## [Data to use]
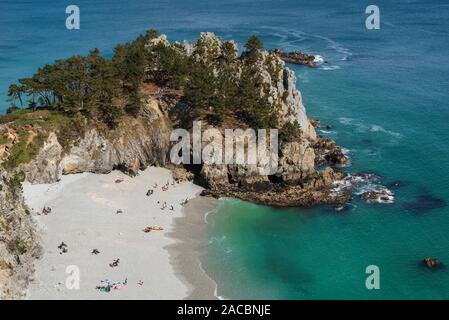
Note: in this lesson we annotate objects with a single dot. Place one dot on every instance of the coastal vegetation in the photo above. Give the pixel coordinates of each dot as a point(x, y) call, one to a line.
point(214, 83)
point(103, 90)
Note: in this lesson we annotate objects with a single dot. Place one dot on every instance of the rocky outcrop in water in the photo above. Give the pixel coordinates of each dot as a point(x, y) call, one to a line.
point(296, 57)
point(142, 141)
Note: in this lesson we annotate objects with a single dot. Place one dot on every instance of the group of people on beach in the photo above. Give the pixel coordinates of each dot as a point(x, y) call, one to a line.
point(106, 285)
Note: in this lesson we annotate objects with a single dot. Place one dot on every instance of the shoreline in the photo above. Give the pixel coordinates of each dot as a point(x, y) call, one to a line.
point(83, 216)
point(190, 247)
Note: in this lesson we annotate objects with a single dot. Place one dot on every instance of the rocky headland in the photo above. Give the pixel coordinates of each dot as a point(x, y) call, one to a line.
point(41, 146)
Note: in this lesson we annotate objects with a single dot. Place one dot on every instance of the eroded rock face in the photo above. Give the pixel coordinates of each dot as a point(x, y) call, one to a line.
point(19, 244)
point(131, 147)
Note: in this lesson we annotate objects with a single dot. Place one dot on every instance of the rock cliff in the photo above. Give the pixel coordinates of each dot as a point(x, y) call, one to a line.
point(145, 140)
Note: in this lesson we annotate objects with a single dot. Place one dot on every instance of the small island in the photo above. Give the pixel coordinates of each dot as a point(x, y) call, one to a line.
point(89, 114)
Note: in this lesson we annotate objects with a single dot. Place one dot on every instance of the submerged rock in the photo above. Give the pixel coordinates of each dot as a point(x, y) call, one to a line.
point(425, 203)
point(379, 196)
point(296, 57)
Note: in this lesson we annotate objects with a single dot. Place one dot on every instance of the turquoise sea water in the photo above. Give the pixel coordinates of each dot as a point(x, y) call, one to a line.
point(385, 92)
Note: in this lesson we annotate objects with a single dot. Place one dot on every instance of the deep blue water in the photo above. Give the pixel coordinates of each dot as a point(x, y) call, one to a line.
point(385, 91)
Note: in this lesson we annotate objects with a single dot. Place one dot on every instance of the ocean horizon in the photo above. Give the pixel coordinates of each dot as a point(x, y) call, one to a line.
point(384, 94)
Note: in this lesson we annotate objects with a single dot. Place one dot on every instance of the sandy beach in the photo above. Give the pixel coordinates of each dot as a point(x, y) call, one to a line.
point(98, 221)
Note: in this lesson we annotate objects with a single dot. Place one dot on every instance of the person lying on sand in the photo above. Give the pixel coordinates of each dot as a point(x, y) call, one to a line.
point(63, 248)
point(114, 263)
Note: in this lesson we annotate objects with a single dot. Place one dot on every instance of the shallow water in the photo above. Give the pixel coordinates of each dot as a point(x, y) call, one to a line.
point(384, 91)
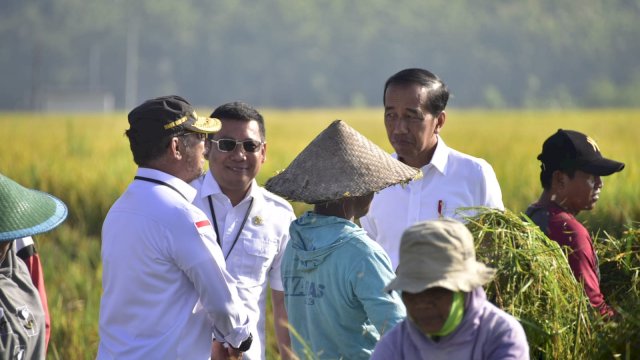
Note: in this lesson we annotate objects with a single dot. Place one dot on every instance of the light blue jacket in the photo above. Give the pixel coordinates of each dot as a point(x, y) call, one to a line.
point(334, 276)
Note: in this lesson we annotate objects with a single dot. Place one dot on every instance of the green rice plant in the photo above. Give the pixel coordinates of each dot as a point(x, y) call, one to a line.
point(535, 284)
point(85, 160)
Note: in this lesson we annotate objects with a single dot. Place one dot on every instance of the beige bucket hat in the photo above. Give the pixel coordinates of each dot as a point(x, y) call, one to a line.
point(340, 162)
point(439, 253)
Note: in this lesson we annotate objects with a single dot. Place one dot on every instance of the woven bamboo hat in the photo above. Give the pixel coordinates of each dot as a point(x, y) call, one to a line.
point(340, 162)
point(26, 212)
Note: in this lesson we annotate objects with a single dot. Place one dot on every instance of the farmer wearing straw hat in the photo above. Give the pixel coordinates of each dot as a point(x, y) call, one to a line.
point(448, 315)
point(25, 212)
point(571, 171)
point(414, 115)
point(333, 273)
point(166, 291)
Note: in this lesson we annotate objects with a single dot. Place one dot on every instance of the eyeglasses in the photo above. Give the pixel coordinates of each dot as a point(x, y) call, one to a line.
point(226, 145)
point(199, 136)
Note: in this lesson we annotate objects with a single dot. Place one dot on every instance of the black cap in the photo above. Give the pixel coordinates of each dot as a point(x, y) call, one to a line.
point(568, 149)
point(167, 116)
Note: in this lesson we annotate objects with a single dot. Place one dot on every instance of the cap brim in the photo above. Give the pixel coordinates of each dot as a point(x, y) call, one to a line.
point(602, 167)
point(203, 125)
point(466, 281)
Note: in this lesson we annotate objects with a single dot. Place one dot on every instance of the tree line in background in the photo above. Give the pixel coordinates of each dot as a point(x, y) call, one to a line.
point(324, 53)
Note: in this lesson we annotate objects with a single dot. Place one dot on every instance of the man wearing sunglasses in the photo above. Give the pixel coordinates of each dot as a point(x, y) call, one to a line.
point(252, 223)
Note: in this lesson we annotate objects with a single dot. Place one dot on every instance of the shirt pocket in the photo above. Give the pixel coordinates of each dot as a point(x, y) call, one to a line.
point(257, 257)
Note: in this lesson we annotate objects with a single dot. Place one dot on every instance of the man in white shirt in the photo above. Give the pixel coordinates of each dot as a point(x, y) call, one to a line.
point(166, 292)
point(251, 223)
point(414, 114)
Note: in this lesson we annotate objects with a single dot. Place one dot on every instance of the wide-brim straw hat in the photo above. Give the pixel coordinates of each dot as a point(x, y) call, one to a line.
point(439, 253)
point(340, 162)
point(26, 212)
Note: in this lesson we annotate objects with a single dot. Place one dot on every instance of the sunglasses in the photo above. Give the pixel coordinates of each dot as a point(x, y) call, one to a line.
point(199, 136)
point(226, 145)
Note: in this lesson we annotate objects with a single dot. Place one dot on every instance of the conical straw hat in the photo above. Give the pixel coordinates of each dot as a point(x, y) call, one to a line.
point(340, 162)
point(26, 212)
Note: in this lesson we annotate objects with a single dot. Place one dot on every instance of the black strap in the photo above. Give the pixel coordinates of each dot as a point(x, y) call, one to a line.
point(215, 225)
point(215, 222)
point(155, 181)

## [What the task asks]
Please rewrite all the items above, replacing "in this lesson" with "in this exercise" and leaving everything else unchanged. Omit the pictures.

## [Exercise response]
Note: in this exercise we annotate objects with a single dot. Place one dot on every instance of the coastal vegetation in the photo above. Give the pixel coordinates of each dot as a point(x, y) call, one to a line.
point(214, 83)
point(103, 90)
Note: in this exercise we annotate objects with a single dot. Place one dot on every instance of the rocky outcrop in water in the photo above. Give the pixel coordinates of each dot as a point(x, y) call, one to a line.
point(296, 57)
point(142, 141)
Note: in this exercise we annotate objects with a single dot. Place one dot on every instance of the group of people on beach in the photo above. Give the pixel coordinates of each dot as a point(x, y) call, one to a line.
point(106, 285)
Note: in this exercise we annotate objects with a single dot. Place one dot on every instance of the shoreline in the photo above. Give the pixel coordinates of each dot as a point(x, y) call, one to a line.
point(83, 216)
point(190, 247)
Note: in this exercise we annotate objects with a single dot. Place one dot on every instance of the rocky headland in the photo above. Give the pixel coordinates of each dot as a point(x, y) call, one to a line.
point(41, 146)
Note: in this exercise we annotate objects with a single dot. Place one dot on every instance of the eroded rock face in the photo above. Give the pixel coordinates of each dot as a point(x, y) call, one to a line.
point(19, 244)
point(131, 147)
Note: in this exercise we annotate objects with a single dot. Place one dot on every instance of the rock cliff in the photo above. Give the pixel coordinates of each dot as a point(x, y) call, one to a line.
point(145, 140)
Note: in this exercise we annotate objects with a single dot. Place one dot on every instance of the small island in the photo above. Give the pixel coordinates of each dot as a point(x, y) call, one to a line.
point(89, 114)
Note: in this exercise we annotate objects with a single dot. Place one dot on every instance of the submerged rock in the photo above. Give the pixel coordinates of each dot as a point(x, y) call, one to a line.
point(425, 203)
point(379, 196)
point(296, 57)
Note: in this exercise we annotate objects with a single dot. Place one dot on every instance of the turquoise sea water in the photo above. Give the pixel coordinates of each dot as a point(x, y) call, one to a line.
point(385, 92)
Note: in this exercise we annotate objects with a single dot. Place one dot on every instance of the deep blue water in the photo above. Give the pixel coordinates of each dot as a point(x, y) call, one to a line.
point(385, 91)
Note: in this exercise we annotate objects with a single dot. Place one dot on every instance of the ocean horizon in the photo above. Give the pixel coordinates of each dot as a point(x, y) call, one to a line.
point(384, 94)
Note: in this exercise we annotate objects with a single dot. Place one dot on every instance of the sandy beach in the photo above. Give the pixel coordinates of each dot as a point(x, y) call, one to a line.
point(98, 221)
Note: in this exercise we annotate objects with a single dot. Place one dot on every instance of the person lying on sand in the photo above. Give the pixel coordinates of each dot as a point(x, y) call, one to a line.
point(63, 248)
point(114, 263)
Note: in this exercise we annotate objects with a single dot. Place one dot on every instance of the shallow water in the photo above. Give the pixel coordinates of each dot as a point(x, y) call, one to a line.
point(384, 91)
Note: in this exercise we annotate objects with a single dot. Place one dot on every instance of the light blue jacket in the photo above. Give the pixel coordinates of each dot as a point(x, y) call, one to a line.
point(334, 276)
Note: in this exercise we annotate objects with a single dot. Place one dot on every instance of the green rice plant in the photo above. Give the pixel coordinates of each dot as a point(x, y) call, one to a line.
point(535, 284)
point(85, 160)
Note: in this exercise we annotate objects with a single dot. Place one dot on every instance of the beige bucket hat in the photo above. Give the pixel coordinates of each dot as a point(x, y) call, one to a line.
point(340, 162)
point(439, 253)
Note: in this exercise we annotate objects with a single dot. Place one dot on every instance of the woven bamboo hat in the photo above. Give the pixel coordinates of each dot as a point(x, y) call, one to a line.
point(340, 162)
point(26, 212)
Note: in this exercise we annotate objects with a single dot. Place one dot on every instance of the farmer wearing straw hat in the photo above. Give the pixel coordinates of each dot as a point(x, y) call, one to a line.
point(448, 315)
point(25, 212)
point(571, 171)
point(414, 115)
point(333, 273)
point(166, 291)
Note: in this exercise we annotate objects with a single dot. Place one dot on every instance of the eyeglasses in the photo above. Give the pixel coordinates of each dot as a point(x, y) call, one to a line.
point(226, 145)
point(199, 136)
Note: in this exercise we annotate objects with a single dot. Place one dot on every instance of the black cap in the photo above. Give the pixel coordinates of each dot as a point(x, y) call, one to a line.
point(568, 149)
point(167, 116)
Note: in this exercise we annotate objects with a single dot. Place one dot on every instance of the cap brim in the photo above. Give the pixel coordinates of each dot as a point(x, y) call, one to a line.
point(602, 167)
point(203, 125)
point(466, 281)
Note: in this exercise we annotate objects with a single dot. Place one dot on every instance of the tree line in background in the photo above. Give the pixel coordinates of each dot as a point(x, y) call, one to a line.
point(324, 53)
Note: in this exercise we annotate objects with a single dot. Place one dot on every instance of the man wearing sunglasses in the photo above. Give the pixel coordinates of each dot as a point(x, y) call, one to a line.
point(252, 223)
Note: in this exercise we annotate objects with a single dot. Place one dot on every instance of the shirt pocket in the photo above. Give the pixel coordinates of each dot as a point(x, y) call, one to a line.
point(257, 257)
Note: in this exercise we annotate objects with a single dot. Place one dot on every instance of the man in white shirt in the photo above. Give the pixel coordinates of each dot as a point(x, y) call, one to a line.
point(166, 292)
point(251, 223)
point(414, 114)
Note: in this exercise we annotate objects with a single dot. Place one dot on every instance of the wide-brim straw hat in the photo above. Give the pixel coordinates of each dot as a point(x, y) call, one to a line.
point(439, 253)
point(340, 162)
point(26, 212)
Note: in this exercise we annotate objects with a single dot. Place one dot on every instance of the sunglasses in the photo above. Give the pixel coordinates of each dot as a point(x, y) call, one to a line.
point(199, 136)
point(226, 145)
Note: in this exercise we annotate objects with a single dot. Place one dot on every instance of the conical straw hat in the photo above. Give the pixel coordinates of each dot as a point(x, y) call, one to a line.
point(340, 162)
point(26, 212)
Note: in this exercise we annotate objects with a single dot. Place one dot on every instance of the black strap in the photo above. Give the pixel coordinates of each dot as a point(x, y) call, one to a line.
point(215, 225)
point(215, 222)
point(155, 181)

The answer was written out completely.